━━━━━ 提供データ

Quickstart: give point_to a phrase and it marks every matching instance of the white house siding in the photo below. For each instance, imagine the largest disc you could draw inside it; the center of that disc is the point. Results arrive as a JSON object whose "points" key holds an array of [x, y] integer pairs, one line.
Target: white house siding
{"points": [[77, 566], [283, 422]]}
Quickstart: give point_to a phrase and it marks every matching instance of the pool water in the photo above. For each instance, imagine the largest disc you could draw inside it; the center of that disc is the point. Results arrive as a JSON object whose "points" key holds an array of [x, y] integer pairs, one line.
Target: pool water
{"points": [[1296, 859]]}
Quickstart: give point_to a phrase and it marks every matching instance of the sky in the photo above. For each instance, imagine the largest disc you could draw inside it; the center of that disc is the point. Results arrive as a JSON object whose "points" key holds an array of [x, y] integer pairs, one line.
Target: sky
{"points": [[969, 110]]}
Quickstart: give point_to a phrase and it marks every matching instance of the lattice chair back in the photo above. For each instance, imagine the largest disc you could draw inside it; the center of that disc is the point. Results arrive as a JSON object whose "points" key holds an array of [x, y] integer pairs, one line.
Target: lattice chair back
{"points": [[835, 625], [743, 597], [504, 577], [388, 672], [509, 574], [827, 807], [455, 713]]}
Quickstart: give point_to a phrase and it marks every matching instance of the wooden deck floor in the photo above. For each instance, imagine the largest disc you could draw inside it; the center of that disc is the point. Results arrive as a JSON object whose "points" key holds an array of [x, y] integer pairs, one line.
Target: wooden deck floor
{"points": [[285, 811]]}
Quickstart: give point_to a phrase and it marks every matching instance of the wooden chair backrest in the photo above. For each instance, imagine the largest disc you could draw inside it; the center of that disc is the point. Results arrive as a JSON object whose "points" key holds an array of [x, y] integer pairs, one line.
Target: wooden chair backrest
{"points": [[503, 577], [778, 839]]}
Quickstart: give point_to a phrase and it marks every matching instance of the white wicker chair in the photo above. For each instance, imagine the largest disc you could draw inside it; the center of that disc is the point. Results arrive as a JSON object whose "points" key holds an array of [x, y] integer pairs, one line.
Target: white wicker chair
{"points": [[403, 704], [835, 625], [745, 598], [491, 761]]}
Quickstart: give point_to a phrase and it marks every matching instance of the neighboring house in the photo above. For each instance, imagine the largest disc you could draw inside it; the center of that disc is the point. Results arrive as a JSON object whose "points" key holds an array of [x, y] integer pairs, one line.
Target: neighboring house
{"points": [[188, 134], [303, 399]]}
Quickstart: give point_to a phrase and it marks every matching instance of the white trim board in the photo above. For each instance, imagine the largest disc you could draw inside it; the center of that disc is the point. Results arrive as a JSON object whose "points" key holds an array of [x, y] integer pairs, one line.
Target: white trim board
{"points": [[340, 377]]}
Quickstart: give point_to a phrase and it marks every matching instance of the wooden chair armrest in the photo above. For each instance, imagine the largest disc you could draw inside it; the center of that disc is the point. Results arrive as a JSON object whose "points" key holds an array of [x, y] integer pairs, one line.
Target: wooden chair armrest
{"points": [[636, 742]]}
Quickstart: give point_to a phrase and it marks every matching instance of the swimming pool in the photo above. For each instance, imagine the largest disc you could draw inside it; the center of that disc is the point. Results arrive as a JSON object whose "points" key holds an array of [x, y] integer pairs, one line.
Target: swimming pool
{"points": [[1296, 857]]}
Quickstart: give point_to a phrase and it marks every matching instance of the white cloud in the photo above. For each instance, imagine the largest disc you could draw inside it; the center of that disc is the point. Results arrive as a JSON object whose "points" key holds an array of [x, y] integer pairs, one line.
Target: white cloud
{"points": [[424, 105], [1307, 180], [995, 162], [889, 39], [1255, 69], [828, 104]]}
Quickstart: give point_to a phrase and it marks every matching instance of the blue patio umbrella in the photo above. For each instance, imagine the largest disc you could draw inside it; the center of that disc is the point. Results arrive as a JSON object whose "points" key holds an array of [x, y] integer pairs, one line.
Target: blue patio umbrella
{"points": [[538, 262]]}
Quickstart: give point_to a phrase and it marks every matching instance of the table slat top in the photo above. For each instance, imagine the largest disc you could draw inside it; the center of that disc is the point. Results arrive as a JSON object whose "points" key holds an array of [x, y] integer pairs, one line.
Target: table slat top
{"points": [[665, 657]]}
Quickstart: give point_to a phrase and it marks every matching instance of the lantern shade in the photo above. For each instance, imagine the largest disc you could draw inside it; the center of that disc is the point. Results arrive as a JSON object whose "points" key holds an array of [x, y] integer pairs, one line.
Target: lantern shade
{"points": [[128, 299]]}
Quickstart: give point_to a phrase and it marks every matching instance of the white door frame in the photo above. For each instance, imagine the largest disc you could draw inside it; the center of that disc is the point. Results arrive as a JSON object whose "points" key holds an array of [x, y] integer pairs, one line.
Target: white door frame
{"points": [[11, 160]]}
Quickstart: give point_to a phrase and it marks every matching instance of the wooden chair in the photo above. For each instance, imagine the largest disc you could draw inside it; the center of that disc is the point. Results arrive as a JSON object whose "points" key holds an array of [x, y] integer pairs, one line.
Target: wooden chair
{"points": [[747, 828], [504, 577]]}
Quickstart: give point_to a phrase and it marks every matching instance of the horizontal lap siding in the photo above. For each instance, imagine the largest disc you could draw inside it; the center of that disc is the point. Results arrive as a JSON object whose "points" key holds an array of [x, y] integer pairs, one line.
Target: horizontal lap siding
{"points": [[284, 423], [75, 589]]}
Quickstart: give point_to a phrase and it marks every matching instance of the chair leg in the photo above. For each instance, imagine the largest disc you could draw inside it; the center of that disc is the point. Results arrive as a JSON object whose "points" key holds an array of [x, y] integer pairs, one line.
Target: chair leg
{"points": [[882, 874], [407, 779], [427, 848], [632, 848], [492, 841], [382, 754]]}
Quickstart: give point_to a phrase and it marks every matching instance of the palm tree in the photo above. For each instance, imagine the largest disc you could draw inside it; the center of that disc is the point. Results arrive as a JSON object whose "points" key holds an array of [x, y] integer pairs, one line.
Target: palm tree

━━━━━━━━━━

__課題文__. 上の記録のすべての行を、一行につき一つの文字列としてJSONのリストにまとめてください。空行は含めないでください。

__解答__.
[
  "Quickstart: give point_to a phrase and it marks every matching instance of the white house siding in the photo below. For each instance, imagine the largest disc you could draw inside it; the center of that disc is the point. Results arrive as a JSON object whose \"points\" key holds an array of [x, y] integer pairs, one line.",
  "Target: white house siding",
  "{\"points\": [[77, 566], [283, 422]]}",
  "Quickstart: give point_to a phrase and it marks every matching instance of the pool water in the photo above. For each instance, imagine the largest disc you could draw inside it; the center of that disc is the point. Results arrive as a JSON object whose \"points\" key holds an array of [x, y] integer pairs, one line.",
  "Target: pool water",
  "{\"points\": [[1296, 859]]}",
  "Quickstart: give point_to a phrase and it marks every matching instance of the sky in the photo above. For each instance, imagine the largest disc you could draw inside it; the center of that disc is the point. Results arrive as a JSON object whose \"points\" key holds an array of [x, y] integer pairs, one line.",
  "Target: sky",
  "{\"points\": [[969, 110]]}",
  "Quickstart: give point_to a phrase and it marks every matching instance of the lattice chair back in the photo above. For each instance, imagine the largest disc you could draw inside it; the center of that disc is the point. Results arrive as a JSON object whose \"points\" key holds an array of [x, y] integer pairs, one line.",
  "Target: lattice chair back",
  "{\"points\": [[835, 625], [743, 597], [504, 577], [388, 672], [509, 574], [827, 807], [455, 713]]}",
  "Quickstart: give point_to a phrase and it marks every matching instance of the wooden deck floor in the photo above. For each instance, imagine the largest disc you could draw inside it; the center of that disc is the point. Results arrive as a JSON object whose \"points\" key holds an array of [x, y] integer pairs, one line.",
  "Target: wooden deck floor",
  "{\"points\": [[285, 811]]}",
  "Quickstart: give point_to a phrase and it marks every matching instance of the wooden chair backrest in the photo above. For each instance, imagine the largest disc you could draw inside it; the center of that disc is the point. Results arrive as a JSON object whose \"points\" key holds an array of [x, y] integer pairs, one line.",
  "Target: wooden chair backrest",
  "{\"points\": [[503, 577], [778, 839]]}",
  "Quickstart: give point_to a phrase and it marks every matching instance of the white wicker chair in the photo above. For each instance, imagine the largest disc you could draw inside it; the center of that disc is the point. Results arrive as a JSON object whose \"points\" key holds an array of [x, y] integer pairs, one line.",
  "Target: white wicker chair",
  "{\"points\": [[403, 704], [835, 625], [745, 598], [491, 761]]}",
  "Quickstart: give point_to a phrase and it marks every matching instance of the neighboring house in the photo above. For each instance, imagine the largest disc you could draw inside it; the center of that disc is the point. Results arrive as a JSON object whose \"points\" key holds an array of [x, y] integer pairs, one line.",
  "Target: neighboring house",
  "{\"points\": [[188, 134], [303, 399]]}",
  "Quickstart: give point_to a phrase and it marks every matching instance of the white trim board in the photo above. For each instance, imagine the largest disc you could draw inside it; the center of that disc is the point. Results arrive as a JSON object whose \"points\" key holds an array of [x, y] integer pairs, one line.",
  "Target: white trim board",
  "{\"points\": [[340, 377]]}",
  "Quickstart: give point_to a phrase and it marks every matching instance of the wooden chair armrest in the photo above. For each instance, imagine the largest disc you could draw inside it; the center of that disc is the point. Results arrive as a JSON object whose \"points\" key holds an array of [x, y] integer pairs, one line.",
  "Target: wooden chair armrest",
  "{\"points\": [[636, 742]]}",
  "Quickstart: give point_to a phrase and it marks every matching instance of the swimming pool in the photo above. For each instance, imagine the largest disc you could draw inside it; the center of that disc is the point. Results arrive as a JSON object whose \"points\" key holds an array of [x, y] integer pairs, one line.",
  "Target: swimming pool",
  "{\"points\": [[1296, 857]]}",
  "Quickstart: give point_to a phrase and it marks every matching instance of the white cloud in the photo above. For each instance, imagine the largest disc you could draw inside it; the center of that disc is the point. Results arrive as a JSON object whose \"points\" key holds an array of [x, y] integer pairs, one line.",
  "Target: white cloud",
  "{\"points\": [[424, 105], [1307, 180], [995, 162], [889, 39], [1255, 69], [828, 104]]}",
  "Quickstart: give point_to a phrase and it marks every matching instance of the blue patio umbrella in the photo above. For each instance, imagine the largest disc you could draw inside it; the center of that disc is the point. Results arrive as a JSON object whose \"points\" key holds an array of [x, y] integer pairs, one line.",
  "Target: blue patio umbrella",
  "{\"points\": [[538, 262]]}",
  "Quickstart: give point_to a phrase and it marks every matching instance of the table slat top in the photo above. For each instance, imagine the largest disc you could draw inside it; the center of that disc is the point. Results arrive as a JSON object whose \"points\" key holds an array of [x, y] integer pairs, one line.",
  "Target: table slat top",
  "{\"points\": [[665, 657]]}",
  "Quickstart: give point_to a phrase and it marks every matching instance of the lantern shade in the photo above. For each instance, imagine the largest disc you could draw inside it; the center of that disc is the point. Results arrive as a JSON object whose \"points\" key holds an array of [x, y] integer pairs, one line.",
  "Target: lantern shade",
  "{\"points\": [[128, 299]]}",
  "Quickstart: give point_to a phrase and it marks every matching instance of the white door frame in the photo above. For each instance, imagine the largest disc you could draw inside it; the center of that disc is the point. Results arrive as a JSON object whose \"points\" key holds an array of [x, y] integer pairs, one line.",
  "Target: white door frame",
  "{\"points\": [[11, 160]]}",
  "Quickstart: give point_to a phrase and it marks every matching instance of the wooden chair in the photo above. For each instance, imagine the largest disc you could draw inside it; the center of that disc is the point. Results arrive as a JSON object whose \"points\" key holds an array of [x, y] integer pairs, one line.",
  "Target: wooden chair",
  "{\"points\": [[747, 828], [504, 577]]}",
  "Quickstart: give point_to a phrase and it marks every matching instance of the horizontal lap siding in the photo above. For each instance, imagine the largest disc you could draw inside it; the center of that disc is the point. Results arrive as a JSON object whose \"points\" key holds an array of [x, y] integer pairs, one line.",
  "Target: horizontal lap siding",
  "{\"points\": [[284, 423], [75, 589]]}",
  "Quickstart: give point_to a phrase and it marks every matching instance of the chair leg in the photo above. For each instance, imagine the largest disc you could draw inside it; the center of that disc is the point. Results arrive as a JSON object whose \"points\" key holds an array of [x, y] integer pairs, one line.",
  "Target: chair leg",
  "{\"points\": [[882, 874], [407, 779], [427, 848], [632, 848], [492, 841], [382, 754]]}",
  "Quickstart: give point_to a phrase and it marks every matching instance of the palm tree in the photo above. For each instance, imagine the largest disc you could draw inside it; the center of that disc is the point. Results arrive as a JSON object whose \"points\" key holds an array of [x, y] integer pairs, one line.",
  "Target: palm tree"
]